START Records supplied
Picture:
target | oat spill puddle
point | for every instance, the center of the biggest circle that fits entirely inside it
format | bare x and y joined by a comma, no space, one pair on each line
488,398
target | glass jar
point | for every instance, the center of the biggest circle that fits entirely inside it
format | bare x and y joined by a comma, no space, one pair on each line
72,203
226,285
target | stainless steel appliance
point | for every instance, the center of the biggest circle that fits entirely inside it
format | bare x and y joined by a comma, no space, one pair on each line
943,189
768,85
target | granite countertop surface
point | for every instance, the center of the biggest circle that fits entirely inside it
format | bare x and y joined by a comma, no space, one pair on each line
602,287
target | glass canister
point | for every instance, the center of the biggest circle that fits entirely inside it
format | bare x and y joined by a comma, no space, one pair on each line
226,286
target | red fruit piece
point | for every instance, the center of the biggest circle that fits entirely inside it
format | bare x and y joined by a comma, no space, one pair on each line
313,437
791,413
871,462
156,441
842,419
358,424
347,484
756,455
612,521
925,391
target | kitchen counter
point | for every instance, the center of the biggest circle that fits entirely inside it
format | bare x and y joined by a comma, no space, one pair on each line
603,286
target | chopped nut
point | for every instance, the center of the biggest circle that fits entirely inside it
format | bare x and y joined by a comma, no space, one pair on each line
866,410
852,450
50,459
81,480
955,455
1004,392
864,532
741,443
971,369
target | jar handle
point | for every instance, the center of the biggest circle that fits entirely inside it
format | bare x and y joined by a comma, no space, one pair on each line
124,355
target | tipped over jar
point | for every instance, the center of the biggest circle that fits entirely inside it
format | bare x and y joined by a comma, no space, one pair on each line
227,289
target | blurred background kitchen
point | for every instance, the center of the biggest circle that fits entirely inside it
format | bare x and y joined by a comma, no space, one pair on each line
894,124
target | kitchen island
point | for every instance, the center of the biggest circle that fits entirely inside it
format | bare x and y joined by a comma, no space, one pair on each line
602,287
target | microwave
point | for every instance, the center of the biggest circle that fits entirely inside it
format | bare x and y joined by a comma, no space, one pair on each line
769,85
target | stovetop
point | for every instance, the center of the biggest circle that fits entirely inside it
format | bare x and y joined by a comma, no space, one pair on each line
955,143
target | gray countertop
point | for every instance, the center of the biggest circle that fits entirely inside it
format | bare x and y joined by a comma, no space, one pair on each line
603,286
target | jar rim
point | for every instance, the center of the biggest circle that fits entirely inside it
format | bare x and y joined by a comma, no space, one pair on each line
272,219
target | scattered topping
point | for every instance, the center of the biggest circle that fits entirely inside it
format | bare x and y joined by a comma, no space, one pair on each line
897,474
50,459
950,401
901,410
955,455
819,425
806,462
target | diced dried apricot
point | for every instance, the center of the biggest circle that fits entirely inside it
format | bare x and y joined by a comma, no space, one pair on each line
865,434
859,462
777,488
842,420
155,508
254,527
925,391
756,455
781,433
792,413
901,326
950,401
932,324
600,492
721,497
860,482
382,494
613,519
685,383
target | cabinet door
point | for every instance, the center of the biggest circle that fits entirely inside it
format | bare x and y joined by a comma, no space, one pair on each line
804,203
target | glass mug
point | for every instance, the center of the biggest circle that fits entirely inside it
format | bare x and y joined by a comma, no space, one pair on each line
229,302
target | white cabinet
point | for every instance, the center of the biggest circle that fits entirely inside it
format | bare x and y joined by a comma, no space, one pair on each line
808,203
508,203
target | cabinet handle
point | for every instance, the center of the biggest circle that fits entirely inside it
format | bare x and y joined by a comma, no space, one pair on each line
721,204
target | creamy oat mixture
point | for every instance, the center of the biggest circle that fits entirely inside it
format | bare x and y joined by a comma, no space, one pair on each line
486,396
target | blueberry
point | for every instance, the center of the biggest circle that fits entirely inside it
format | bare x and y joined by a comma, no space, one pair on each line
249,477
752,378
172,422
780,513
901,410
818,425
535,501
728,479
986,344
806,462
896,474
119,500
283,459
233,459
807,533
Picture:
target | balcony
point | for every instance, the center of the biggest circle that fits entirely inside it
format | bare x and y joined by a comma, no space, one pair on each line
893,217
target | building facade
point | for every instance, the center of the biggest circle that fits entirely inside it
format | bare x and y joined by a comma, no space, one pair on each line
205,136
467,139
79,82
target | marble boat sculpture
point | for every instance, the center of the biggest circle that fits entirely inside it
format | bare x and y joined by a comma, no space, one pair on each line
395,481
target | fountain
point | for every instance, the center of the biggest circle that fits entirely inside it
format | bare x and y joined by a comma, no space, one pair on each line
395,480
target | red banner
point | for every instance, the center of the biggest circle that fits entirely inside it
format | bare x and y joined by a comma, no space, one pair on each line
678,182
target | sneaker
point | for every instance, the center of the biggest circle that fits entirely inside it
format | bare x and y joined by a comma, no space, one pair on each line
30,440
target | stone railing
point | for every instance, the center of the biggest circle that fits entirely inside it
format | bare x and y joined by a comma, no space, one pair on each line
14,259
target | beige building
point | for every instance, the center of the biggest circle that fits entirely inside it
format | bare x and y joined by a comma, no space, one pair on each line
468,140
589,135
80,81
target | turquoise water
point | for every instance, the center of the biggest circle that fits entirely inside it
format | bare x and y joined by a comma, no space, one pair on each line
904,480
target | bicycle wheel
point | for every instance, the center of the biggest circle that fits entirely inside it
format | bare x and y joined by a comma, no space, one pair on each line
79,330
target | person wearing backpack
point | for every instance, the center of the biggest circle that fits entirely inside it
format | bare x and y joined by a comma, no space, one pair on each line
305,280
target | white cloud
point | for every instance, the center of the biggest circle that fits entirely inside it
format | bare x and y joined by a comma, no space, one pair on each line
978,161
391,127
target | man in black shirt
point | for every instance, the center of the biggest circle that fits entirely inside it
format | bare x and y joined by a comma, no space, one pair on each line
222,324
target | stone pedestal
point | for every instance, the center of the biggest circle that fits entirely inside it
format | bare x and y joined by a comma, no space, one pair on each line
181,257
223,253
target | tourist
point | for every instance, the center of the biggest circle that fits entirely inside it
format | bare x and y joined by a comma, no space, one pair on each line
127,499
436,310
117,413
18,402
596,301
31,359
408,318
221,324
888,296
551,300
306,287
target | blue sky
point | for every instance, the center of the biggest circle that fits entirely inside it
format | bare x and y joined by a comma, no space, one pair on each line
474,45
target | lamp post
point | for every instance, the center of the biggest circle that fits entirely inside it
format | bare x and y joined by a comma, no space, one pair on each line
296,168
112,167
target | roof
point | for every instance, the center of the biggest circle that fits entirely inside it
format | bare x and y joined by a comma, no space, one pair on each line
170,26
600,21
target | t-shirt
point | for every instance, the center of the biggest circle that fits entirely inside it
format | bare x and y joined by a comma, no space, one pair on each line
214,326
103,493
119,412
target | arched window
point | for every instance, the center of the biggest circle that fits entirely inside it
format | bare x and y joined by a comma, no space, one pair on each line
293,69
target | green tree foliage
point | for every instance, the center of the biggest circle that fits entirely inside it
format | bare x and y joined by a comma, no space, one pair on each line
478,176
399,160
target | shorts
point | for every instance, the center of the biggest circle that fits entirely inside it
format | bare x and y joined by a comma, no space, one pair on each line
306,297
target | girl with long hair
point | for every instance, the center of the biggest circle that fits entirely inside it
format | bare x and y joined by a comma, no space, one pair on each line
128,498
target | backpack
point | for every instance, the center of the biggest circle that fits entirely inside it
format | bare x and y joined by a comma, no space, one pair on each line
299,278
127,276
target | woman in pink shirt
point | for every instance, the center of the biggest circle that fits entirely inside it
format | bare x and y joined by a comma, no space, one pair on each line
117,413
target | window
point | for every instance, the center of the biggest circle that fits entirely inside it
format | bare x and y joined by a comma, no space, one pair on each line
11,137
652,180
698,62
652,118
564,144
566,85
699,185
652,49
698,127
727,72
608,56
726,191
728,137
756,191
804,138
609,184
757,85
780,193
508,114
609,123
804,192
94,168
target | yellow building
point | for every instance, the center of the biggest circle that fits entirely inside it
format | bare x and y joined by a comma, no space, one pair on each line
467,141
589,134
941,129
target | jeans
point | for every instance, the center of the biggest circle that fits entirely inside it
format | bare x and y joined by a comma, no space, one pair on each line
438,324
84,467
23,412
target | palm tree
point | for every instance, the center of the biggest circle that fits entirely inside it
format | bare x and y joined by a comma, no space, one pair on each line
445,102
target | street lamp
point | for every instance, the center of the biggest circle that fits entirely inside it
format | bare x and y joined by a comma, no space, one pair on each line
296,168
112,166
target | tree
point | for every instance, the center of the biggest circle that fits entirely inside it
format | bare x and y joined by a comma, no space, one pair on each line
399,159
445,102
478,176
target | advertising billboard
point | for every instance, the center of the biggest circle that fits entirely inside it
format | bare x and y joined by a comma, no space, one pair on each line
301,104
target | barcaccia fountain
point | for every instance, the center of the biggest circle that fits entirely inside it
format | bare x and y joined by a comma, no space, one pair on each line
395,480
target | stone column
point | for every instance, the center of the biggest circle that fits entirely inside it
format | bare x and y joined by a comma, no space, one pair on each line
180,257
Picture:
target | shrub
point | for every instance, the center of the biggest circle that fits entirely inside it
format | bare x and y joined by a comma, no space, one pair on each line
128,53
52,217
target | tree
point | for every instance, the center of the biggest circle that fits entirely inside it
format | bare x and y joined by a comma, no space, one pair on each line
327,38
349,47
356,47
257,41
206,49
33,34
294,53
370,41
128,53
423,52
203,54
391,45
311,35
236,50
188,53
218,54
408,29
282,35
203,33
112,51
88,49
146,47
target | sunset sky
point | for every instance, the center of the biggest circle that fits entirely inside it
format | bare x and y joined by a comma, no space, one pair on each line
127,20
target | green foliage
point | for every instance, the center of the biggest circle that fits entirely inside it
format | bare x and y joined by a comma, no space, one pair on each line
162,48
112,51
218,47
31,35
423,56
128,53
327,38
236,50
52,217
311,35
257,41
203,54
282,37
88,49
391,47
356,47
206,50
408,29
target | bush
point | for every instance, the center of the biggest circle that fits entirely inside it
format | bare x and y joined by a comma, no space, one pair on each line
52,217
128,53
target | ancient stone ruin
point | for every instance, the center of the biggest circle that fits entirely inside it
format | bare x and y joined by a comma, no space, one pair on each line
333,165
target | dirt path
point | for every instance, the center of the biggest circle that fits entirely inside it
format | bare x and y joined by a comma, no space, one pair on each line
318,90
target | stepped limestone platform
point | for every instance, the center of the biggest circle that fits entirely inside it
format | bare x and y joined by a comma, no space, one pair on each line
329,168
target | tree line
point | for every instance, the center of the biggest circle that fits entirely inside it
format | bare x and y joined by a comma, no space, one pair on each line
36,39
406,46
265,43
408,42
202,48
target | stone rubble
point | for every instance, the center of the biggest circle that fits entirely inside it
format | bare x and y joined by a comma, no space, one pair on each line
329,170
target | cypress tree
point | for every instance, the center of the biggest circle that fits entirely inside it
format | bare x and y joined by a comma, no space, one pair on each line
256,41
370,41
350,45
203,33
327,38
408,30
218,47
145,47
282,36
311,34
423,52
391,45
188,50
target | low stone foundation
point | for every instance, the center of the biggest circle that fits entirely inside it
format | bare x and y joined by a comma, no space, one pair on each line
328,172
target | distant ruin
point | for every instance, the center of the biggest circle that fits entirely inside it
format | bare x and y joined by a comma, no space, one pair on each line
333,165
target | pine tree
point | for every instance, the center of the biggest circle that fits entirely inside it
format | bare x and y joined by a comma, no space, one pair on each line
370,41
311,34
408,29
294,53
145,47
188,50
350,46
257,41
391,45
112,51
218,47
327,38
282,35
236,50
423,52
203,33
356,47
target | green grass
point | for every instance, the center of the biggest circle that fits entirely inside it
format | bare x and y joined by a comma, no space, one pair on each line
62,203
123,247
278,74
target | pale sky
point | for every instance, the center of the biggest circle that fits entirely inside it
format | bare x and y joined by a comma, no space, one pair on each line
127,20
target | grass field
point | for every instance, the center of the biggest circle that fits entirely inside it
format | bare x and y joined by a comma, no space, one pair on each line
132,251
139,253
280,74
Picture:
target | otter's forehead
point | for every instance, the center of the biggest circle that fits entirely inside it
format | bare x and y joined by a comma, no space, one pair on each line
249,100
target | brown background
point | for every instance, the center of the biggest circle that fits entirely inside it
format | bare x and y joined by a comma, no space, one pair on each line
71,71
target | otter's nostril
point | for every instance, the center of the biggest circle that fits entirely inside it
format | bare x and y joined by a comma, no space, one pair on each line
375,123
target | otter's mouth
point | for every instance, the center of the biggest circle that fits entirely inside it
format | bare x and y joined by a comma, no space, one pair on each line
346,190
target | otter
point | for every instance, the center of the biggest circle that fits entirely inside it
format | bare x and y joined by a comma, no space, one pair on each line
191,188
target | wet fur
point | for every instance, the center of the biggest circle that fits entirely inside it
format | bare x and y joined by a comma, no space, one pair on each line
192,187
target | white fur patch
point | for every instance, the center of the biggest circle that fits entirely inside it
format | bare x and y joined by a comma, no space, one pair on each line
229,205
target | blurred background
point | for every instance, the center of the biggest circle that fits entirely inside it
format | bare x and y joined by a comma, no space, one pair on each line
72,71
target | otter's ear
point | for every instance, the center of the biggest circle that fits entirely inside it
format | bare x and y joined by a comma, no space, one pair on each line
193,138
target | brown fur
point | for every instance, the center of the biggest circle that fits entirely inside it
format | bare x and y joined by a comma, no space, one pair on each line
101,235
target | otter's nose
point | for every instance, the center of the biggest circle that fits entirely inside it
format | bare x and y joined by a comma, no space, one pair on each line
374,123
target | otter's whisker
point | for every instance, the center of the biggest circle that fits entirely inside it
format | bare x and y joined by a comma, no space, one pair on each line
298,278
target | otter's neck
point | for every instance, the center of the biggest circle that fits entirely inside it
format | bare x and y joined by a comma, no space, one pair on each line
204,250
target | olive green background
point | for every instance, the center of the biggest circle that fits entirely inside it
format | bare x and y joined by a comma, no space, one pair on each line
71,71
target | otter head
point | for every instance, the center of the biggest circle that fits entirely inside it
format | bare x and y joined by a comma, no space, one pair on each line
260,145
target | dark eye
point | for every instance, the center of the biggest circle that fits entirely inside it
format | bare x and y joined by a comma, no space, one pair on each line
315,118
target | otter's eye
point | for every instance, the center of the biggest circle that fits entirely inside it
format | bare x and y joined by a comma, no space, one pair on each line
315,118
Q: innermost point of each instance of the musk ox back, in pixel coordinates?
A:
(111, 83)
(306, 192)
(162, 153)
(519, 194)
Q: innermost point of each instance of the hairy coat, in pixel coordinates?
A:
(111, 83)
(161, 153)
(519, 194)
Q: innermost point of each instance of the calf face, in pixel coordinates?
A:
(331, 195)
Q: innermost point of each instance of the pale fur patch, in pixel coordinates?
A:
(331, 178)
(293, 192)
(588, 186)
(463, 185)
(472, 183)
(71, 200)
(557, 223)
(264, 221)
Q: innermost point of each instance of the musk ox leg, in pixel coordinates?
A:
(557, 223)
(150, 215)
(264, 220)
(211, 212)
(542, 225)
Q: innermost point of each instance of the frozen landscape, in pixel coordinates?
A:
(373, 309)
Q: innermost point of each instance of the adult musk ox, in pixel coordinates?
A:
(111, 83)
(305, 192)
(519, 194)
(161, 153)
END Records supplied
> _What is required_:
Give back, exactly as written, the stretch from the line with "target | brown fur" through the line with "target | otter's neck", and no other lines from the records above.

> _Solution to this exercise_:
target | brown fur
point | for every instance, the center of the biggest circle that fits entirely inside it
format | bare x and y joined by a comma, no space, one pair on each line
101,235
target | otter's nose
point | for every instance, the center of the biggest circle that fits entirely inside it
format | bare x and y joined by a comma, no space, one pair on each line
374,123
target | otter's whisker
point | for every instance, the center of the biggest circle that fits entirely inside it
format | bare x and y joined by a comma, no space, one pair on each line
298,278
target | otter's neck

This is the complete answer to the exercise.